GIVEN TEXT »
Dr. Hamilton had sought leave to retire from the active duties of the pastorate and the congregation made out a call to the Rev. Thomas Henry Robinson, M.A., B.D. then minister in First Cookstown and he was ordained as assistant and successor to Dr. Hamilton on Wednesday 10th September 1930. A native of Ballyclare district, Mr. Robinson had spent some years in business before entering the ministry and came to Lisburn with a reputation for scholarship and learning. In this last annual report in (1929) Dr. Hamilton had written: - “This is a great day abounding in advantages for the young people of our church, in Sabbath Schools and Bible Classes, in Girls Auxiliary, Boys’ Brigade, Life Boys, in Band of Hope and Music Classes their highest interests are being eagerly sought by numbers of earnest workers.” This was a tradition which Mr. Robinson did his best to maintain and, though some of the organisations mentioned by Dr. Hamilton have ceased, their place has been taken by others.

During the next nine years Mr. Robinson proved himself to be a scholarly preacher and a fine pastor. His thoughtful expositions in the pulpit and his kindly and cheery good nature, won him the high regard and esteem of the congregation.

The following year (1931) Mr. Caldwell Gillespie was appointed to assist in pastoral work and continued to do so for the next four years when he received a call from the congregations of Mountmellick and Drogheda and later went to England. His place as assistant was taken in 1935 by Mr. R. S. Moreland Kennedy who three years later went to 1st and 2nd Ray and afterwards emmigrated to Canada. There was a change also in the position of organist in that year (1938). Mr. Donald Anderson going to take up an appointment in his native Lurgan and his place being taken by Mr. Robert Moorehead. Another change was that in April 1935 Mr. Fred W. Duncan resigned and Mr. William Bowden was elected to the position of Congregational Secretary.

During these years the congregation was bereaved of a number of outstanding men. In 1933 occurred the death of Mr. Jonathan Graham. “He was (as is recorded in the Session Minute Book) a most worthy man, a member of Kirk Session for a considerable time, Superintendent of the Morning Sabbath School. He was more than ordinarily generous in his contributions to every good cause and particularly to the poor of the congregation. After a long and painful illness God gave him rest from his labours. His works do follow him.”

Then on 12th October 1935 came the death of the Senior Minister. To quote again from the Minutes of Kirk Session: On Tuesday 8th October last (four days before his death) Dr. Hamilton completed his fiftieth year as minister of Railway Street, and during all these years he gave himself, body, mind and soul, devotion and unflagging zeal to the work of God in this congregation. His outstanding ability in business organisation and leadership has a lasting memorial in the Brownlee School, the Lecture Hall and the Manse, all of which were erected during his ministry and largely by his effort. The flourishing state of the congregation – in numbers, finance and spiritual life – when he retired from active duty in the eightieth year of his age was, and is, a striking testimony to the hold he had upon the affection and loyalty of the people to whom he had ministered for so long a period. His whole-hearted devotion to his entire ministry has, we are confident, won him the Great Master’s, “Well done, good and faithful servant.”

WHAT TO WORK ON »
**A)** Answer these questions about the account of the Railway Street congregation:
(i) On what date was Mr. Robinson ordained as assistant and successor to Dr. Hamilton?
(ii) Who replaced Mr. Donald Anderson as organist?
(iii) Which three buildings does the Kirk Session minute name as erected during Dr. Hamilton's ministry?
**B)** Extend the account of the Railway Street congregation, picking up after its final sentence.

Stored items »
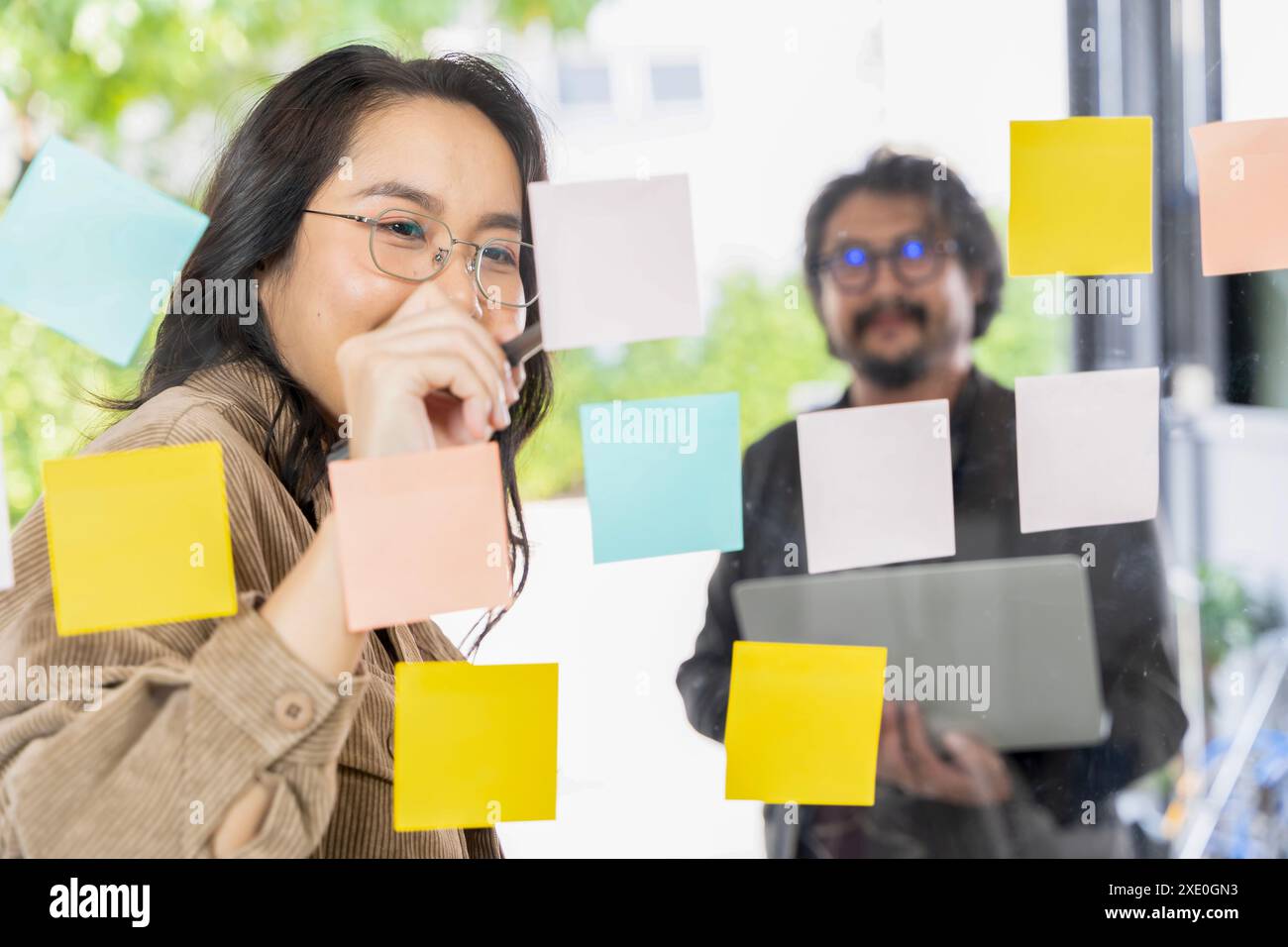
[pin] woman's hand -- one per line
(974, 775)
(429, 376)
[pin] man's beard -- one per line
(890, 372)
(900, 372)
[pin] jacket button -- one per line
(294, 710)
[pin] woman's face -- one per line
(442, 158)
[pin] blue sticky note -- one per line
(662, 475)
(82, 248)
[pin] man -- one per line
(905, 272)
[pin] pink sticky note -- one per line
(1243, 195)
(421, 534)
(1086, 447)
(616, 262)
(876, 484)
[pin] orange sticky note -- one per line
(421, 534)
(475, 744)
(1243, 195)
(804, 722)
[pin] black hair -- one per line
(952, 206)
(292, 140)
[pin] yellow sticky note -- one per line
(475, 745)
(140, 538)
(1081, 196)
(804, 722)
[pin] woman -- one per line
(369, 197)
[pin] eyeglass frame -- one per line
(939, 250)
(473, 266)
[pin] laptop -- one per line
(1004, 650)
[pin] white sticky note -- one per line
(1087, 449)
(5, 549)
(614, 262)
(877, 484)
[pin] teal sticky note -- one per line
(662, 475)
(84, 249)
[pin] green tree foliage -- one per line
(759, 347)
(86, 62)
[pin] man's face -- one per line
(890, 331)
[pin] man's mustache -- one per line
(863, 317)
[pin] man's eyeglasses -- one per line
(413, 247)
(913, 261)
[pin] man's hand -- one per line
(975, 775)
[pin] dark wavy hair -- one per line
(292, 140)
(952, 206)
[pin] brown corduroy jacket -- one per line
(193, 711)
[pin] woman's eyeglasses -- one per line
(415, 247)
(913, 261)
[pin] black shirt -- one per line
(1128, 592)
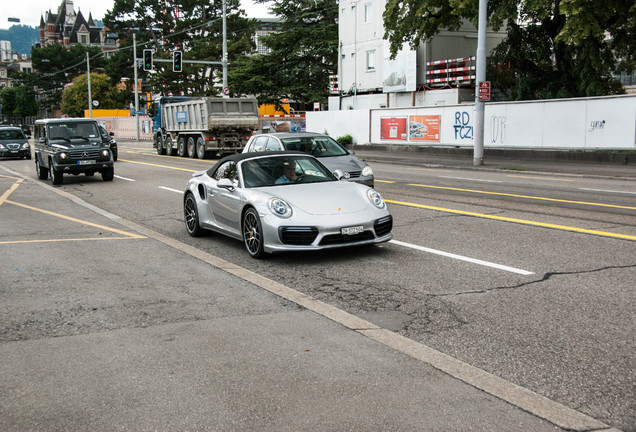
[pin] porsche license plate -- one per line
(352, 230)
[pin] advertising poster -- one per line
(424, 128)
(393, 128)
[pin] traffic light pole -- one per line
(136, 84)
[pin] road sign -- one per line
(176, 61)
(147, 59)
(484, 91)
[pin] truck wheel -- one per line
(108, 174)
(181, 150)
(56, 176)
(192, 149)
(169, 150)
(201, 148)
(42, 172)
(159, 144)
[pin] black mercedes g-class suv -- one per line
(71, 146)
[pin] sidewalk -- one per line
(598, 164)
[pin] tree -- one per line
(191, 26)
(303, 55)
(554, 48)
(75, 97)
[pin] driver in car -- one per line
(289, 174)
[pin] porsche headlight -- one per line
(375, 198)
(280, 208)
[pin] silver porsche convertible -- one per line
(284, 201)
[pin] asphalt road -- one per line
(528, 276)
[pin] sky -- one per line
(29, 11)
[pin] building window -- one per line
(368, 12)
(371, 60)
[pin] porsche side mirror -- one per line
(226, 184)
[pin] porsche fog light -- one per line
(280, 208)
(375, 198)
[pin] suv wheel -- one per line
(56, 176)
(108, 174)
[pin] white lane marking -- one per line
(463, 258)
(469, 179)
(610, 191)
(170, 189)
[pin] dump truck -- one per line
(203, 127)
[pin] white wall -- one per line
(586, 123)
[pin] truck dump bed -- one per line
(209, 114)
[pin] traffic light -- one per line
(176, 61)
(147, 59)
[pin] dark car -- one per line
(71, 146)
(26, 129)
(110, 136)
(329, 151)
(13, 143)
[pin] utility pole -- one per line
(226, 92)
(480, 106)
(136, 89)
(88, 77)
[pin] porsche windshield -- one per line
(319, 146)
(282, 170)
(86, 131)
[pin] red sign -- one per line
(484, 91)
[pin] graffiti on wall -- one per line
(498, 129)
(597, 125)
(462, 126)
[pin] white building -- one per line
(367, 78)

OUTPUTS »
**A)**
(i) Wednesday 10th September 1930
(ii) Mr. Robert Moorehead
(iii) The Brownlee School, the Lecture Hall and the Manse

**B)**
A portrait of Dr. Hamilton was presented to his son, Mr. Robert Victor Hamilton, L.L.B., and now hangs in the Lecture Hall. Another painted portrait of the late pastor in his Moderatorial Robes was commissioned by the Dromore Presbytery and hung in the upper room.

Following shortly after the demise of Dr. Hamilton came the death in December of another member of Session, James Wesley Peatt, M.D. Dr. Peatt had been an elder since May 1923 and it is recorded of him that “his visits to the homes of the families in his district were highly appreciated. His Christian example remains a fragment memory and he was diligent in his attendance at meetings of Presbytery and General Assembly.”

The work of the church went steadily on. The first 2 weeks of 1936 saw a big Evangelistic Mission and also in that year the Girl Guide Company was formed. It was reported that in the three Sabbath Schools there were 370 children and 42 teachers besides five Bible Classes. But the congregation finances were causing some anxiety. The Treasurer, in the 1937 report gave this warning: “Since 1935 there has been a gradual falling off in givings to Church funds, mainly due to deaths of individual members rather than to any decrease in the amounts of contributions. The alarming point is that the loss is not being made good and unless there is a rise in the general level of contributions that decrease will continue with disastrous results to our financial position.” The previous year (1936) £718 had to be spent on Manse Renovation and now contributions to Missions had to be cut to £237 with only £90 to Foreign Mission the lowest recorded figure for this item in the history of the congregation. But times were hard and it was not till 1941 that congregational givings showed any real increase.

During 1937 some of the ladies of the congregation, led by Mrs. Robinson were instrumental in creating a Lecture Hall Repairs Fund and soon over £500 was in hand. The Lecture Hall needed renovation and it was proposed to extend the platform, build a new porch and provide kitchen facilities and add a new heating stove. Nothing was done at the time and later unforeseen events were to upset many plans.

In May 1938, the Rev. T. H. Robinson accepted a call to Magee University College, Londonderry where he was appointed to the chair of Mental and Moral Philosophy and Logic. Oddly enough he was the second minister of our congregation to become a Professor at Magee College.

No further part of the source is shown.